DATA PROVIDED:
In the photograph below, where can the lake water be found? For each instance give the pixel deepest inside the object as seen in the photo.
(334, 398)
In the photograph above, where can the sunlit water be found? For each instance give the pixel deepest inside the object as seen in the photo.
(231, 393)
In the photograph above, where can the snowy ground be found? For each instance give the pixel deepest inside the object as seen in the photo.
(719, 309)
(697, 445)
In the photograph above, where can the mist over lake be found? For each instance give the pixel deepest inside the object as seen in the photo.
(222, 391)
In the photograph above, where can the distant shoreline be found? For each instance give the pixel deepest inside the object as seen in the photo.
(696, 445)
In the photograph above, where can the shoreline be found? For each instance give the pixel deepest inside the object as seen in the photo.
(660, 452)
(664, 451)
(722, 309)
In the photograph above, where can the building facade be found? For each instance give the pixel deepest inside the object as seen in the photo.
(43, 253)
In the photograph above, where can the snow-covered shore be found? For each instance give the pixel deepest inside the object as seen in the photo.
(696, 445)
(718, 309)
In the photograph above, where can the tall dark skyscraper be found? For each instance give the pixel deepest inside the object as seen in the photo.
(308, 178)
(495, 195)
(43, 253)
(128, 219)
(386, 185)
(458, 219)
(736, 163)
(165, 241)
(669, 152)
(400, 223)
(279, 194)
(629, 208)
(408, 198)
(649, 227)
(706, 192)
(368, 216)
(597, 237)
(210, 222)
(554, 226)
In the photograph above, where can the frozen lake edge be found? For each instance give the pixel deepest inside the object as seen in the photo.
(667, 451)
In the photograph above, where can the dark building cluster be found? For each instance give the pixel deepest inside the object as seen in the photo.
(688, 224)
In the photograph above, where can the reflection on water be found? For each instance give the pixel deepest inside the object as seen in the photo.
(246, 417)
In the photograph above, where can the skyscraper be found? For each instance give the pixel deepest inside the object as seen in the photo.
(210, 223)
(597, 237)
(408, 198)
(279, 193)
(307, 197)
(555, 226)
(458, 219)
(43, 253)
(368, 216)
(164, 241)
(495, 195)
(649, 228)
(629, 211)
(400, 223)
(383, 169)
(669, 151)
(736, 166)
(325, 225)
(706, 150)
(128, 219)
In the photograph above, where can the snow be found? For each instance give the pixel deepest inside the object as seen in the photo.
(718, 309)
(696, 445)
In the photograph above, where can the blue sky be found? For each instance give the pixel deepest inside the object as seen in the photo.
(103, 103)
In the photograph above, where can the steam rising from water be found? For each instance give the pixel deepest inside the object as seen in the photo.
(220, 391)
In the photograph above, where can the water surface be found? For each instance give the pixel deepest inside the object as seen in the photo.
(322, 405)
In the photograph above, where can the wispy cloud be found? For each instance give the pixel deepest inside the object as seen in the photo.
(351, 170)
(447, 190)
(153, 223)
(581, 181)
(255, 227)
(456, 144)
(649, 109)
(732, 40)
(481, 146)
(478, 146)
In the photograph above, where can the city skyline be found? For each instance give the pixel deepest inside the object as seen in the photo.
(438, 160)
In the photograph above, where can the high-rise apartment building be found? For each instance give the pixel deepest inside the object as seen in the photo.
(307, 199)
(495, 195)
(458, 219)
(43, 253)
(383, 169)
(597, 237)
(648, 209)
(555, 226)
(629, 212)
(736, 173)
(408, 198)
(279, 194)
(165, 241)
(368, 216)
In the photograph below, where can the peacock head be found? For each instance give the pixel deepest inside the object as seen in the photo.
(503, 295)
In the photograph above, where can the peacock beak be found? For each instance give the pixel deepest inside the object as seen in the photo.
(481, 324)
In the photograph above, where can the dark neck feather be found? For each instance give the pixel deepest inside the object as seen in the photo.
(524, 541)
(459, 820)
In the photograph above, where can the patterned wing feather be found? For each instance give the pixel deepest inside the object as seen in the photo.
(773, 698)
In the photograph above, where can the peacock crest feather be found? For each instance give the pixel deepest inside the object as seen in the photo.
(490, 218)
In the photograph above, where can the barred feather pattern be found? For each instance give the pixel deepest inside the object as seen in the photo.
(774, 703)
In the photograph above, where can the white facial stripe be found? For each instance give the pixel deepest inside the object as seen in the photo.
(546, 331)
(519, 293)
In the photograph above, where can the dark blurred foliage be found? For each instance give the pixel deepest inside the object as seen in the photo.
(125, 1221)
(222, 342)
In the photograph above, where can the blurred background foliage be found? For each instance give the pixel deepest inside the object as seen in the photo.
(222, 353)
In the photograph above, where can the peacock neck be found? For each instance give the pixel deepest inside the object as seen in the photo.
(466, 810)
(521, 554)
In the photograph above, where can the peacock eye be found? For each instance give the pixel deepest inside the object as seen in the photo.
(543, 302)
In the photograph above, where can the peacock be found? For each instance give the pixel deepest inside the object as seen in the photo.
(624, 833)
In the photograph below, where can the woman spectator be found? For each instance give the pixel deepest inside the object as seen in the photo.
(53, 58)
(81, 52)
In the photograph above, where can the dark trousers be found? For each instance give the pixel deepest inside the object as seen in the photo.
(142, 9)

TASK DESCRIPTION:
Output every line of the records above as a Markdown table with the columns Row and Line. Number the rows in order and leave out blank lines.

REPLY TO THE TASK:
| Row | Line |
|---|---|
| 1 | In the photograph below, where can the lake water be found? For each instance give the pixel deepest inside the object as seen in the photo. |
| 2 | (334, 398) |
| 3 | In the photograph above, where can the sunlit water be found? For each instance give the pixel deepest inside the object as seen in the photo. |
| 4 | (231, 393) |
| 5 | In the photograph above, where can the snowy ground be found? For each instance give the pixel deepest inside the object as seen in the photo. |
| 6 | (719, 309) |
| 7 | (697, 445) |
| 8 | In the photograph above, where can the mist over lake be found? For each instance give the pixel deepest inside the object as seen in the photo. |
| 9 | (222, 391) |
| 10 | In the photograph above, where can the distant shoreline be found? For each instance give the pixel deepest inside the object as seen in the photo. |
| 11 | (696, 445) |
| 12 | In the photograph above, where can the shoreline be found? For each instance give the pixel deepest inside the object as seen in the photo. |
| 13 | (660, 452) |
| 14 | (664, 451) |
| 15 | (722, 309) |
| 16 | In the photograph above, where can the building facade be found? For each instance give the pixel deepest inside the object as seen in the photo. |
| 17 | (43, 253) |
| 18 | In the photograph above, where can the snow-covered shore be found? For each instance give the pixel deepest inside the object as seen in the photo. |
| 19 | (696, 445) |
| 20 | (718, 309) |
| 21 | In the photograph above, where can the tall dark skyscraper be found? For each instance give the pixel deepest inside the object as seen in the photo. |
| 22 | (308, 178) |
| 23 | (495, 195) |
| 24 | (43, 253) |
| 25 | (128, 219) |
| 26 | (386, 185) |
| 27 | (458, 219) |
| 28 | (736, 163) |
| 29 | (165, 241) |
| 30 | (669, 152) |
| 31 | (400, 223) |
| 32 | (279, 194) |
| 33 | (629, 208) |
| 34 | (408, 198) |
| 35 | (649, 227) |
| 36 | (706, 192) |
| 37 | (368, 216) |
| 38 | (597, 237) |
| 39 | (210, 222) |
| 40 | (554, 226) |
| 41 | In the photograph above, where can the frozen lake edge be found? For each instance give the pixel deepest inside the object as seen in the photo. |
| 42 | (667, 451) |
| 43 | In the photograph above, where can the dark building cluster be found? For each instance give the pixel deepest inside the object as seen in the photo. |
| 44 | (688, 224) |
| 45 | In the photograph above, where can the reflection on water be found? For each instance give the pixel deepest inside the object as seen in the photo. |
| 46 | (246, 417) |
| 47 | In the photograph above, where can the skyscraper be found? For each instance give the pixel deepest inside the object as seen in the photo. |
| 48 | (210, 223) |
| 49 | (597, 237) |
| 50 | (408, 198) |
| 51 | (279, 193) |
| 52 | (307, 197) |
| 53 | (555, 226) |
| 54 | (458, 219) |
| 55 | (43, 253) |
| 56 | (368, 216) |
| 57 | (164, 241) |
| 58 | (495, 195) |
| 59 | (649, 228) |
| 60 | (629, 211) |
| 61 | (400, 223) |
| 62 | (383, 169) |
| 63 | (669, 151) |
| 64 | (736, 166) |
| 65 | (325, 225) |
| 66 | (706, 150) |
| 67 | (128, 219) |
| 68 | In the photograph above, where can the snow be found? For each instance give the pixel deepest inside the object as seen in the photo. |
| 69 | (718, 309) |
| 70 | (696, 445) |
| 71 | In the photograph above, where can the blue sky be found? For each instance give the pixel deepest inside the object as seen in the photo. |
| 72 | (103, 103) |
| 73 | In the photograph above, where can the steam rising from water be found? For each instance give the pixel deepest inside the object as seen in the photo. |
| 74 | (220, 391) |
| 75 | In the photograph above, where can the water surface be found? For each instance give the pixel deepest inside the object as seen in the photo. |
| 76 | (322, 405) |
| 77 | In the photograph above, where can the wispy cloud be found? For each instance give the pixel deepest inside the object as seen in the photo. |
| 78 | (351, 170) |
| 79 | (447, 190) |
| 80 | (153, 223) |
| 81 | (581, 181) |
| 82 | (255, 227) |
| 83 | (456, 144) |
| 84 | (649, 109) |
| 85 | (732, 40) |
| 86 | (481, 146) |
| 87 | (478, 146) |
| 88 | In the photograph above, where can the city skyline be found? For each instance give the pixel deepest inside the object as seen in the photo. |
| 89 | (438, 160) |
| 90 | In the photograph above, where can the high-rise apartment building be found? For each instance give the pixel deepest inside the object as seen in the photo. |
| 91 | (307, 199) |
| 92 | (495, 195) |
| 93 | (458, 219) |
| 94 | (43, 253) |
| 95 | (383, 169) |
| 96 | (597, 237) |
| 97 | (648, 209) |
| 98 | (555, 226) |
| 99 | (629, 212) |
| 100 | (736, 173) |
| 101 | (408, 198) |
| 102 | (279, 194) |
| 103 | (165, 241) |
| 104 | (368, 216) |
| 105 | In the photograph below, where can the peacock head be found? For each instance give the pixel deepest inside the object as seen in the photo. |
| 106 | (503, 295) |
| 107 | In the photograph above, where can the peacock beak be found? For each instance give the pixel deepest inside the object as seen in the photo. |
| 108 | (481, 324) |
| 109 | In the photograph above, where can the dark neck feather be found? For each instance give the pixel deepest inside the object as seen in the photo. |
| 110 | (524, 541) |
| 111 | (459, 820) |
| 112 | In the photograph above, where can the patterned wing feather be found? For each instance give the pixel deepest inside the object as seen in the photo. |
| 113 | (773, 698) |
| 114 | In the photograph above, where can the peacock crest feather be found? For each instance give the pixel deepest inside the object as seen in the photo. |
| 115 | (490, 218) |
| 116 | In the photograph above, where can the barred feather pattern be found? For each instance give the pixel deepest inside the object as seen in the photo. |
| 117 | (774, 703) |
| 118 | In the photograph above, where can the white facial stripe be found? For each instance give the pixel deepest inside the object as seen in the photo. |
| 119 | (546, 331) |
| 120 | (519, 293) |
| 121 | In the photograph above, where can the dark blurred foliage be found? For each instance give the pixel deepest inside the object as seen in the photo. |
| 122 | (125, 1221) |
| 123 | (222, 342) |
| 124 | In the photograph above, where can the blurred background foliage be found? For each instance give the pixel deepest inside the object as seen in the photo. |
| 125 | (222, 353) |
| 126 | In the photograph above, where can the peacock neck be found? For each instance give the pixel deepest inside the object as seen in the photo. |
| 127 | (466, 810) |
| 128 | (521, 554) |
| 129 | In the photograph above, where can the peacock eye be found? For each instance give the pixel deepest inside the object as seen in the photo. |
| 130 | (543, 302) |
| 131 | In the photograph above, where can the peacock be found? For each instance give the pixel deepest inside the object as seen in the photo. |
| 132 | (624, 833) |
| 133 | In the photograph below, where can the woman spectator be found? For each instance give the pixel deepest inside the object as seen in the photo. |
| 134 | (53, 58) |
| 135 | (81, 52) |
| 136 | In the photograph above, where can the dark trousers be found? For each instance give the pixel deepest inside the object as seen in the photo. |
| 137 | (142, 9) |